- Exercise directions -
Starting at the line that contains "If you could pick out the cliff", quote each line exactly through the last line of the entries, both included.

- Entries supplied -
-- start --

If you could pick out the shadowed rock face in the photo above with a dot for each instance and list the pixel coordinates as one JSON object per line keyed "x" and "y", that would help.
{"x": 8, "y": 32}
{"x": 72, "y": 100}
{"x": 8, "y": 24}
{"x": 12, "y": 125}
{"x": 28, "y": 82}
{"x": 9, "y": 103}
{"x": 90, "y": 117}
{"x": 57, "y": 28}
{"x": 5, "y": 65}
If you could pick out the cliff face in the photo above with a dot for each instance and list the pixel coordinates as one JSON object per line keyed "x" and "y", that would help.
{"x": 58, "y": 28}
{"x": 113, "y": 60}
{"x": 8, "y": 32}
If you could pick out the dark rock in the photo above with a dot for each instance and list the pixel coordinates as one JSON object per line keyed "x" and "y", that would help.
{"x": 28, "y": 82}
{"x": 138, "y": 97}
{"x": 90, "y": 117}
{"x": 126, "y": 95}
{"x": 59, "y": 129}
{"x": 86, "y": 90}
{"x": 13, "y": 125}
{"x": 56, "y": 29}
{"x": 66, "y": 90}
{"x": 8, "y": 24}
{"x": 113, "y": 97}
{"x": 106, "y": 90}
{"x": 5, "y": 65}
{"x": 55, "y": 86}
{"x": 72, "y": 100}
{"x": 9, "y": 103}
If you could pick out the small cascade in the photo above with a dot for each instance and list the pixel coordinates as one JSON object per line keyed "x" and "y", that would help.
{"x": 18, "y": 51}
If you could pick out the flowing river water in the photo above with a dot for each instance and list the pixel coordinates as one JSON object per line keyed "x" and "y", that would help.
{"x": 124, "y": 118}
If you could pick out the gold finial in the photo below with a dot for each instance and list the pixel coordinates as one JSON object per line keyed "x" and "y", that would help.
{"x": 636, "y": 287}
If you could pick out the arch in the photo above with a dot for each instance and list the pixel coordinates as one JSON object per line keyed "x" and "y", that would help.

-- end --

- Exercise response -
If you could pick out the cliff face in the photo above with a dot for each instance and list the pixel coordinates as one JSON object per line keyed "x" and "y", that would help.
{"x": 58, "y": 28}
{"x": 113, "y": 60}
{"x": 8, "y": 32}
If you could pick out the dark rock in the photo above with a dot for each instance and list the pixel coordinates as one JSON object per line keyed "x" and "y", that would help.
{"x": 28, "y": 82}
{"x": 138, "y": 97}
{"x": 90, "y": 117}
{"x": 126, "y": 95}
{"x": 59, "y": 129}
{"x": 86, "y": 90}
{"x": 13, "y": 125}
{"x": 56, "y": 29}
{"x": 66, "y": 90}
{"x": 8, "y": 24}
{"x": 113, "y": 97}
{"x": 106, "y": 90}
{"x": 5, "y": 65}
{"x": 55, "y": 86}
{"x": 72, "y": 100}
{"x": 9, "y": 103}
If you could pick out the small cascade in the photo above with a dot for each instance and list the pixel coordinates as one JSON object per line keyed "x" and "y", that would help.
{"x": 18, "y": 51}
If you could pick out the flowing river water in the photo above with a dot for each instance and list the pixel coordinates as one JSON object per line keyed "x" and "y", that would help.
{"x": 124, "y": 118}
If you could pick out the gold finial in the photo below with a dot for each instance and list the pixel coordinates as one JSON object per line keyed "x" and "y", that would help.
{"x": 636, "y": 287}
If you could pick out the arch in the photo above with a dot for each instance and list the pixel coordinates as one JSON object per line keyed "x" and "y", that would help.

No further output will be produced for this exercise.